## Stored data
───

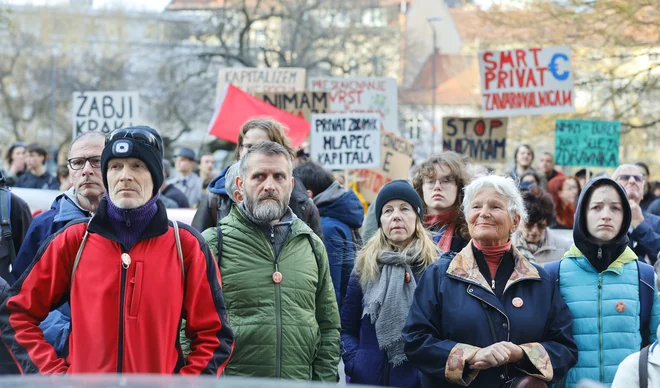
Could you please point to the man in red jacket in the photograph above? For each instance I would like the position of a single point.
(128, 277)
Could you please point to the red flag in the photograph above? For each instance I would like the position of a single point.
(236, 107)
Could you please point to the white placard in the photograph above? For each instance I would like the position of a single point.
(104, 111)
(268, 80)
(360, 95)
(527, 81)
(346, 140)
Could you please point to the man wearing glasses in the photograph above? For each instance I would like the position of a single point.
(130, 276)
(84, 163)
(644, 233)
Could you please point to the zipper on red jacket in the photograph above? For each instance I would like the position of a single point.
(120, 345)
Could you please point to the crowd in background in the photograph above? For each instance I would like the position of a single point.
(458, 276)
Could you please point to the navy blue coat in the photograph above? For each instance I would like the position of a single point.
(339, 217)
(57, 325)
(364, 362)
(448, 324)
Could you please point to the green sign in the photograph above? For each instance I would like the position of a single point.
(587, 143)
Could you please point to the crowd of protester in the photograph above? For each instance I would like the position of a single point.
(457, 277)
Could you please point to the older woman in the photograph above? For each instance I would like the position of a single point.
(565, 191)
(439, 182)
(533, 238)
(381, 289)
(608, 290)
(487, 317)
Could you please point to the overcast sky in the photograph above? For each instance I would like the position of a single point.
(153, 5)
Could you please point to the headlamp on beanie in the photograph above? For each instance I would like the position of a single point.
(139, 142)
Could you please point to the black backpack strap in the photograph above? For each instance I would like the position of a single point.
(5, 222)
(218, 230)
(644, 367)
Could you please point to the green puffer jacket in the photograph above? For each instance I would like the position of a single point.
(287, 330)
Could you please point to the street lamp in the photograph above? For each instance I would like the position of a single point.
(431, 21)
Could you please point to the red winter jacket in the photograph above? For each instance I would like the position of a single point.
(123, 320)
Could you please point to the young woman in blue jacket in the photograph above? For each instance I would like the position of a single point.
(603, 284)
(381, 290)
(487, 317)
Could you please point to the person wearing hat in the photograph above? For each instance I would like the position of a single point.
(130, 276)
(380, 290)
(487, 317)
(186, 180)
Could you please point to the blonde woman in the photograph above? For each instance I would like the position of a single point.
(381, 290)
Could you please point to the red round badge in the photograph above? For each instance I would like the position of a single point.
(620, 307)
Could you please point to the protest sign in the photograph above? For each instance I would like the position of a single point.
(301, 104)
(483, 140)
(346, 141)
(104, 111)
(396, 155)
(587, 143)
(236, 107)
(527, 81)
(268, 80)
(359, 95)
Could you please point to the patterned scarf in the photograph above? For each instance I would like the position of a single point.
(387, 300)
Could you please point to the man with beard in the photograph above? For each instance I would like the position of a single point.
(644, 232)
(275, 276)
(523, 158)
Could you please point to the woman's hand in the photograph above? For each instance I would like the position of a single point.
(496, 355)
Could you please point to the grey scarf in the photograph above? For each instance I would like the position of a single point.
(387, 301)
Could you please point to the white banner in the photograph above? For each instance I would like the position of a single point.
(529, 81)
(346, 141)
(268, 80)
(360, 95)
(104, 111)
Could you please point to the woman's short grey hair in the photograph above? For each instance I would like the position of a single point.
(503, 185)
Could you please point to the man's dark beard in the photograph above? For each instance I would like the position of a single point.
(265, 211)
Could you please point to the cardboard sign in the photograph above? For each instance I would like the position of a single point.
(268, 80)
(104, 111)
(359, 95)
(301, 104)
(528, 81)
(587, 143)
(346, 141)
(397, 155)
(483, 140)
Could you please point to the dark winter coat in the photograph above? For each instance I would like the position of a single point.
(451, 315)
(364, 361)
(341, 215)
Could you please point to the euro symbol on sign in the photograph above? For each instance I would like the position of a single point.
(553, 67)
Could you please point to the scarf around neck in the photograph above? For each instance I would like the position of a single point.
(387, 300)
(443, 222)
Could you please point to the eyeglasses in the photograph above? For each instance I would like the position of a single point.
(445, 183)
(79, 163)
(626, 178)
(140, 135)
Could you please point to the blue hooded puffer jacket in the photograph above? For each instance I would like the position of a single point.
(601, 285)
(341, 213)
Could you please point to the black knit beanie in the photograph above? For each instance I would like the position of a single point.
(125, 145)
(398, 189)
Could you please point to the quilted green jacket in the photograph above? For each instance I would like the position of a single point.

───

## Task item
Would you write out all of the records exactly, omitting the pictures?

## Result of the exercise
Could you please point to the man in red jacket in the photograph above? For each instance I would like the position of a single point.
(128, 277)
Could you please point to the red flag in the photograph above? For each instance I would like the position of a single point.
(236, 107)
Could you please point to the white placard in the photograph above? For each instance I would like the position of a single point.
(104, 111)
(268, 80)
(360, 95)
(527, 81)
(346, 140)
Could you please point to the man wearing glasses in the photograph above? For each instance I would like the position of a single point.
(130, 276)
(84, 163)
(644, 233)
Could you please point to the zipper on red jacket in the photograph above? For each instance I would like the position of a single point.
(120, 345)
Could you please point to the crowd in background in the photograph above? For each instance I would like the position of a single point.
(458, 276)
Could you please point to the navy blue coat in the photograph above? For each instance I would like the position of a single point.
(339, 217)
(57, 325)
(364, 362)
(448, 324)
Could you please point to the green sign in the photograph above? For each instance I would like the position of a single point.
(587, 143)
Could you please point to the crowd of protester in the photograph above? For each instance I would like the position of a single point.
(457, 277)
Could you please point to the older woman in the photograph above? For each instance I would like the position of a single point.
(565, 191)
(439, 182)
(533, 238)
(381, 289)
(608, 290)
(487, 317)
Could you please point to the overcast sky in the photograph above? For each instance I would like the position of a single point.
(153, 5)
Could you please point to the headlamp on beanie in the photograph above? For each instance I would like the position of a single point.
(139, 142)
Could you please point to the black backpack strap in the photograph above? For each instance I would like the position of a single point.
(5, 222)
(218, 230)
(644, 367)
Could you please point to the green puffer jacket in the photograph above? For each instance I would like the position of a single point.
(287, 330)
Could you please point to the street lamp in the photograph above? For each instance I would like the position of a single point.
(431, 21)
Could you please point to the red winter jacket in the photograph above? For each instance I would like the position of a single point.
(123, 320)
Could you please point to the young woman in blue jacket in the photograph above? For each instance I would like the position of a single point.
(603, 284)
(381, 290)
(487, 317)
Could you please point to the person wearing hat in the photograph above? For each instance I would like the position of a single point.
(130, 276)
(380, 290)
(487, 317)
(186, 180)
Could you please point to the blonde woman in the photograph above? For each instance I would like the position of a single point.
(381, 290)
Could you please point to the red round badge in the photograph above? For each instance I would like the position of a single point.
(620, 307)
Could you please point to the protest sign in the photograph above? For each instance I would like the position of a single point.
(301, 104)
(483, 140)
(346, 141)
(104, 111)
(396, 155)
(587, 143)
(236, 107)
(527, 81)
(268, 80)
(359, 95)
Could you please point to the patterned scarf in the photograph above? For each instance I would like the position of a single point.
(387, 300)
Could you please point to the man with beard in the photograph above? For each instance I would like the position of a single point.
(644, 232)
(275, 276)
(523, 158)
Could you please point to the woman's hand in the photograph above? For each instance I would like the position of a single point.
(496, 355)
Could you please point to the grey scarf in the photograph above? For each instance I would like the position of a single point.
(387, 301)
Could you please point to the white banner in the photograph above? For each instance I would like the position of a single point.
(529, 81)
(346, 141)
(268, 80)
(360, 95)
(104, 111)
Could you please point to the woman's short grey hair in the photograph above? For each instance I would like the position of a single point.
(503, 185)
Could you please point to the man's dark beard in the photograph above? For each instance I would like the position of a single point.
(265, 211)
Could you please point to the cardboard sign in the photograph above? For each instance I would like the position of a single point.
(268, 80)
(104, 111)
(359, 95)
(301, 104)
(528, 81)
(587, 143)
(346, 141)
(397, 155)
(483, 140)
Could you please point to the dark winter coat in the photograph above? For each instance I would like the position of a single point.
(451, 315)
(364, 361)
(341, 215)
Could you please point to the euro symbol on sign in the photograph above? For each instance I would like the position of a single point.
(553, 67)
Could you please point to the scarf around neck in the photograph above? For each instance I would like the position of a single point.
(387, 300)
(443, 222)
Could you please point to the eyeglasses in the photograph above? For each instance I would like the position of a single point.
(445, 183)
(79, 163)
(626, 178)
(140, 135)
Could you please point to the blue hooded puffer jacket in the photograph above? For each instance I would like the position of a single point.
(601, 285)
(341, 213)
Could you please point to the black knit beanie in the photograph above? For each instance I would like the position of a single point.
(125, 145)
(398, 189)
Could you please point to the quilted green jacket in the photograph above? For each instance I would like the position of a single point.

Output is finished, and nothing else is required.